-- What to work on --
Output a character-exact copy of the data, images removed.

-- Source records --

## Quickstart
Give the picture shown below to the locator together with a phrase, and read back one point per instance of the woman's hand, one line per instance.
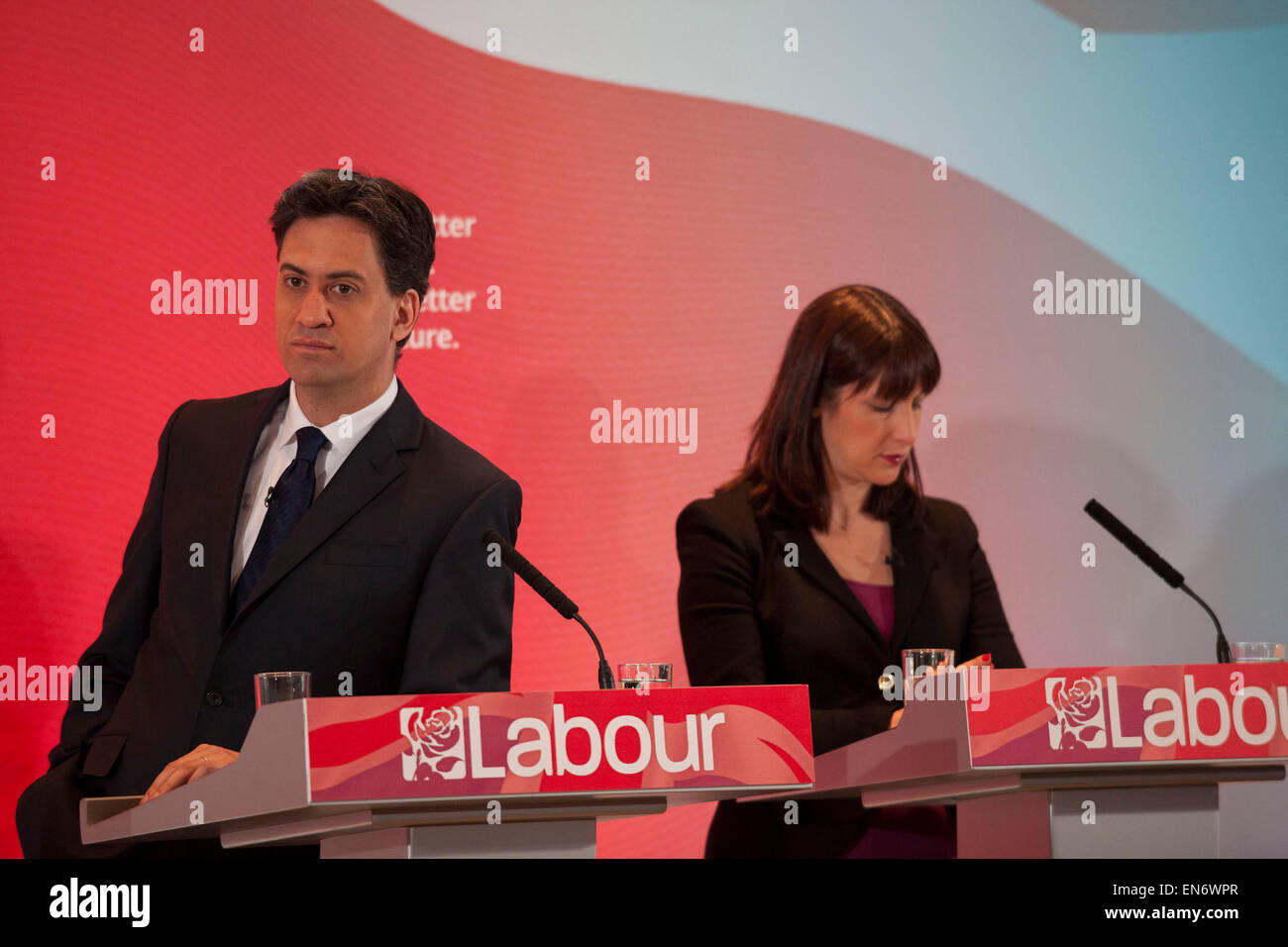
(982, 660)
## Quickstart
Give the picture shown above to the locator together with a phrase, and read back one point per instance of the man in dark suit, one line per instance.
(323, 525)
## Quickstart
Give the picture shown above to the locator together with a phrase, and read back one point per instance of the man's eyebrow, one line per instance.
(336, 274)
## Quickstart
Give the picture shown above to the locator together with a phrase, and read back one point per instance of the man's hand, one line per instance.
(189, 768)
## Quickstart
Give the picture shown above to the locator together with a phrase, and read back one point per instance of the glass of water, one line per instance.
(271, 686)
(1258, 652)
(644, 676)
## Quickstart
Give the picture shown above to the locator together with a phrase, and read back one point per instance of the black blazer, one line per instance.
(384, 581)
(750, 617)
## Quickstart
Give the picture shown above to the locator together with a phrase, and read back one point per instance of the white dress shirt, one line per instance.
(275, 450)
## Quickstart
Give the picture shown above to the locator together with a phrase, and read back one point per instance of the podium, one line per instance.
(1074, 762)
(488, 775)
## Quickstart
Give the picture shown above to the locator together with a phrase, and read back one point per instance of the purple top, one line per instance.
(902, 831)
(879, 602)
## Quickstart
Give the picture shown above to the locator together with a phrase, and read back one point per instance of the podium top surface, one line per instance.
(436, 757)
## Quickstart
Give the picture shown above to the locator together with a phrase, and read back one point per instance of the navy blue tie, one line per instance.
(288, 499)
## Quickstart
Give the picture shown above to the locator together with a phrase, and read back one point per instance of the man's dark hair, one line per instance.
(403, 224)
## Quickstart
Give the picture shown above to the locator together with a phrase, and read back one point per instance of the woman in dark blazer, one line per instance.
(822, 560)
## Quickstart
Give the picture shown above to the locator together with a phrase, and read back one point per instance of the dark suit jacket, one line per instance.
(384, 579)
(748, 617)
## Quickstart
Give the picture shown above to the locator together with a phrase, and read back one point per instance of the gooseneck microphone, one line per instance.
(1158, 565)
(548, 590)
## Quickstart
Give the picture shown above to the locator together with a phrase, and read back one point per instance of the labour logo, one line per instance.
(437, 744)
(1080, 712)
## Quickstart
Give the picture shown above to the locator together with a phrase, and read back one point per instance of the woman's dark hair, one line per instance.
(850, 335)
(403, 224)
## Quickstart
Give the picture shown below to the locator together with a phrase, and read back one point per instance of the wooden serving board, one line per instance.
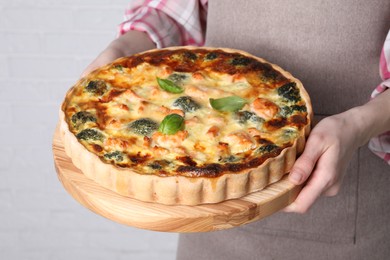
(158, 217)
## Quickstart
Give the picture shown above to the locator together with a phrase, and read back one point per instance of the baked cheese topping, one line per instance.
(186, 112)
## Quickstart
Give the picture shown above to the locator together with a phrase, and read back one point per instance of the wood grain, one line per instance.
(158, 217)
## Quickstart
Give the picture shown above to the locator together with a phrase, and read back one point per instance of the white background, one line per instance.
(44, 46)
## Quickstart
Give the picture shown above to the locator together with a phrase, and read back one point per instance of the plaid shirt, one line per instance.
(172, 23)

-- Task result --
## Quickstart
Give the picture shown below to the locator together with a phrase, and read back one point per instance of the woman's hand, one line per instance.
(982, 660)
## Quickstart
Give the picture shown above to the locator together with a phrase, and read back one point per instance of the man in dark suit, one line per instance.
(323, 525)
## Quickstart
Give the picture shown above to the locator together with a phrase, and read back one point per instance of the man's eyebrow, one line per instance.
(336, 274)
## Quickstart
Give the picture shown above to the locator together with a phrase, and read back one point per instance of the man's hand, one line per instance.
(189, 768)
## Quickstart
Give the picture shown above to the locator together with a phrase, and read back one point per instance of the glass of water, one line per instance.
(271, 686)
(1258, 652)
(644, 676)
## Quickstart
Give the picture shown above to the locator together with a phrase, and read back one point per instance of the black blazer, one line per instance.
(384, 581)
(750, 617)
## Quickstart
Give the picture shown above to the locator together with a phrase, and read back one point per instance of the white dress shirt, one line per instance.
(275, 450)
## Quickstart
Give the picture shown above to the locator together with a phrase, and read back one point per instance of the podium, one line per instance.
(1074, 762)
(488, 775)
## Quickstart
Give the picture shown above to the locator together with a phrase, and read back one point per instance of the purple top, one line per instance.
(902, 831)
(879, 602)
## Quickstart
Give the picture shown above to the locator together with a phrase, and read back one point per instance of the podium top surface, one line per instance.
(436, 757)
## Quickstart
Give the picture shown above to the locator together with a phrase, and read back one point per instance of the navy blue tie, one line per instance.
(288, 499)
## Quickstart
Give the picture shown above to the locator together with a phrase, and read back one point per instance of the man's dark hair, one line per instance.
(403, 224)
## Quickstart
Give the picture shown above to the locator together with a phrase, and read back one point per instance of the woman in dark blazer, one line per instance.
(822, 560)
## Quickstart
Give the picture shown above to the locator together with a phrase, and read back one point per instance of the dark suit jacket, one line per instance.
(384, 579)
(748, 617)
## Quickstart
Give the picture shown above to the locator together with a phrase, and read back one point per instance of the gooseneck microphone, one line per instance.
(1158, 565)
(548, 590)
## Quickstart
Give the picture shown above to the locator together with a phrase, and read back one point per instance of the labour logo, one line per instance.
(437, 744)
(1080, 712)
## Quickstart
Give the picture shown above to the locator together with a phrase, and read back one point per instance of the woman's dark hair, one line per instance.
(850, 335)
(403, 224)
## Quickstart
Give the picture shown below to the locator together with a phrase, and read back one point per instance of the wooden serving board, one line per instance.
(158, 217)
## Quickstart
Give the picture shown above to the locator together with a phrase, and read back one point per instance of the baked cheese topping, one line per instance.
(186, 112)
## Quickstart
Give the picture shown above to the locator together with a phrase, and read back one point per instance of the wood grain, one line per instance.
(158, 217)
## Quickstart
Give the picture shown above to the locator together with a phrase, and read back one point per instance of the white background, one line per instance.
(44, 46)
## Quickstart
Give the picture shown above to the locator together with a phrase, and read back one point per instance of the plaid shirt, one line per instance.
(172, 23)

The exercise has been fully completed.